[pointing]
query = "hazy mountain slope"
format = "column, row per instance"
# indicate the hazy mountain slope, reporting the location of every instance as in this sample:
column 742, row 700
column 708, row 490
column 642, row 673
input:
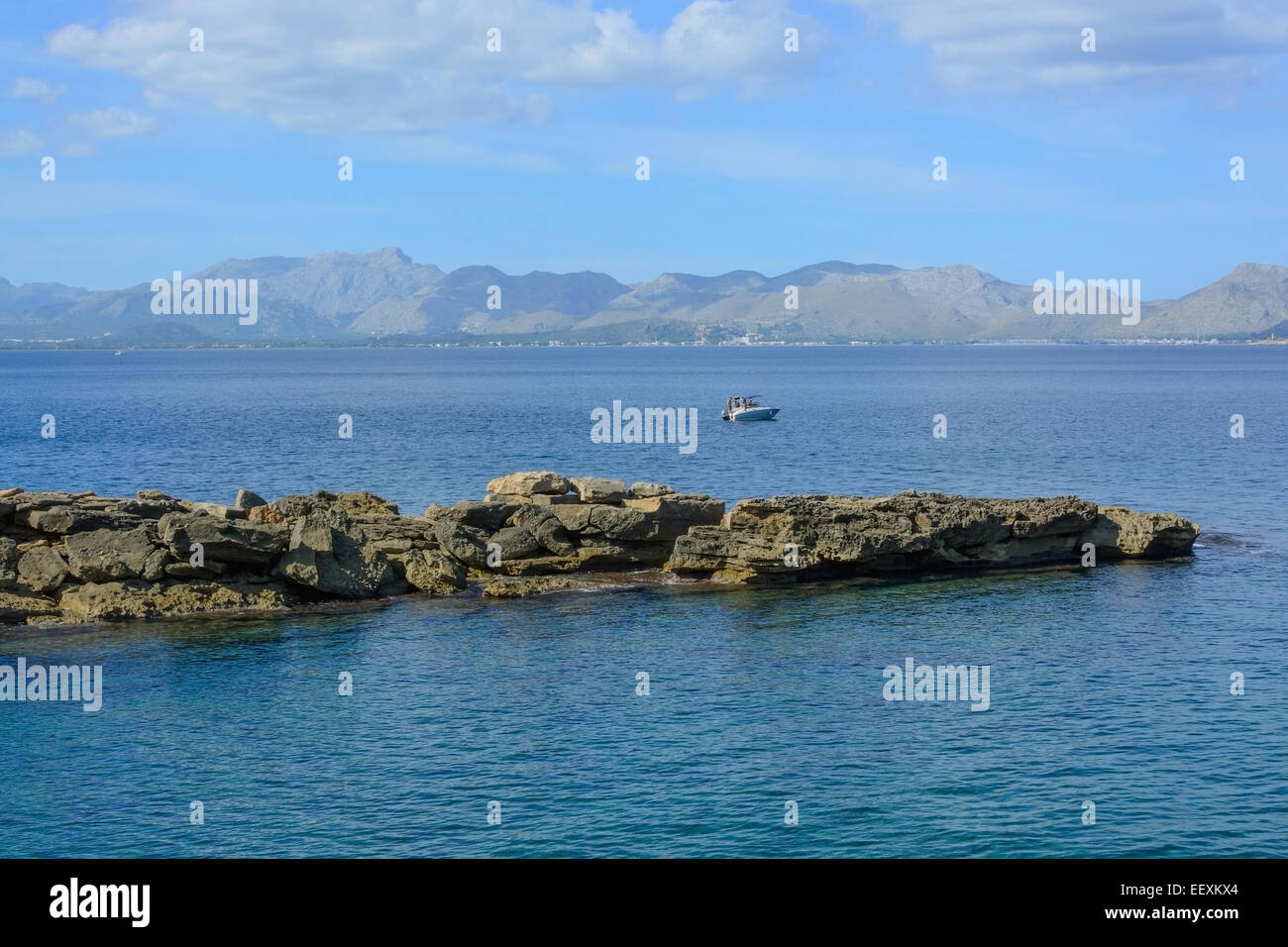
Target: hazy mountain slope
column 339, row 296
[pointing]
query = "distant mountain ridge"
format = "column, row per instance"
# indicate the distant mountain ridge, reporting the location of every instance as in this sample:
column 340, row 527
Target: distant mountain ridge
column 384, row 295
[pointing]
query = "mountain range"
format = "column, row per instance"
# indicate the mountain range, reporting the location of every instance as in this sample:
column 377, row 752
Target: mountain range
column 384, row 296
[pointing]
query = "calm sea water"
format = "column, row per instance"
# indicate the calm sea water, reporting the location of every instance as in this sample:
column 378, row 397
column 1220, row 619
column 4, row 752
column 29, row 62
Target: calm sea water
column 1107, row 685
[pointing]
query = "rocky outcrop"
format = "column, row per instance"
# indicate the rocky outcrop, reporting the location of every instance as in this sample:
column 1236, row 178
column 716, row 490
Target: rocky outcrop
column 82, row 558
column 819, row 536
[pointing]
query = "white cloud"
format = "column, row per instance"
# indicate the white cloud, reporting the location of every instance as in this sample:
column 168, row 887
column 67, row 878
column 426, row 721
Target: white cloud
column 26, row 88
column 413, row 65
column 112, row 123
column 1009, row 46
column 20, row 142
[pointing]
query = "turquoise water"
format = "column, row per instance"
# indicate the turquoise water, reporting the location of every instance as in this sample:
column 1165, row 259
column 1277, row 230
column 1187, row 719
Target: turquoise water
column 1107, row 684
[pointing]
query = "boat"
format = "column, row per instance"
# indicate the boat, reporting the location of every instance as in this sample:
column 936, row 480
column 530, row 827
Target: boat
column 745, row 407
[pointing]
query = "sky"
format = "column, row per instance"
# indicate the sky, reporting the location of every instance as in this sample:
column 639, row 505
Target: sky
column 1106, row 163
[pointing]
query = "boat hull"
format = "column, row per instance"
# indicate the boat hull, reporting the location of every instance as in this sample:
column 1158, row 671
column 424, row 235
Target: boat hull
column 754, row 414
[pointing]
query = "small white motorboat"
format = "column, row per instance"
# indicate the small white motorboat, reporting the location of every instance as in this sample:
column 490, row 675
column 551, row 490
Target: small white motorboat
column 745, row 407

▸ What you are asked to do: Pictures omitted, give the entries again exactly.

▸ Exercise result:
[pointing]
query = "hazy mountain slope"
format = "column, row per instance"
# indicate the hazy mountain slope, reporting the location of every instance as in this sample:
column 742, row 700
column 708, row 490
column 642, row 673
input:
Target: hazy mountain slope
column 339, row 296
[pointing]
query = "distant mountain ridge"
format = "column, row per instance"
# indicate the distant mountain ridge, reporting the location of every instance as in this sample:
column 340, row 527
Target: distant mountain ridge
column 384, row 295
[pointing]
query = "mountain range"
format = "column, row per instance"
# indicate the mountain range, reporting the location of every instance as in this sample:
column 377, row 752
Target: mountain range
column 384, row 296
[pointing]
query = "calm sea water"
format = "column, row per instance"
# indicate the calm sea water, reporting the location of every instance as in this sample:
column 378, row 397
column 1220, row 619
column 4, row 752
column 29, row 62
Target: calm sea water
column 1107, row 685
[pointing]
query = "rocky outcrop"
format = "column, row per instance"
# indicate the rocky outcrop, reporting the location of every instance as in this sample:
column 1236, row 178
column 716, row 490
Target: rocky outcrop
column 82, row 558
column 819, row 536
[pointing]
query = "white cloud"
format = "column, row per instance"
# indicate the white cloud, reporting the location of every instance as in this sample:
column 168, row 887
column 67, row 878
column 426, row 721
Target: white cloud
column 26, row 88
column 413, row 65
column 112, row 123
column 1009, row 46
column 20, row 142
[pointing]
query = "turquoise water"
format = "column, row per instance"
# indicate the turquoise water, reporting the location of every instance as in this sample:
column 1165, row 259
column 1277, row 230
column 1187, row 719
Target: turquoise water
column 1107, row 684
[pointing]
query = "boat"
format = "column, row per instance"
# indicate the boat, reporting the location of every instance as in this sample:
column 936, row 480
column 530, row 827
Target: boat
column 745, row 407
[pointing]
query = "sky"
format = "column, row per instance"
# indicate the sky, reporting the location of every instance as in this sample:
column 639, row 505
Target: sky
column 1106, row 163
[pointing]
query = "boat hull"
format = "column, row per instance"
# indicate the boat hull, reporting the location of every instance as in this sample:
column 1158, row 671
column 424, row 235
Target: boat hull
column 754, row 414
[pointing]
query = "small white motorboat"
format = "column, row per instance"
# indicate the small white motorboat, reporting the location of every instance as in this sample:
column 490, row 675
column 551, row 490
Target: small white motorboat
column 745, row 407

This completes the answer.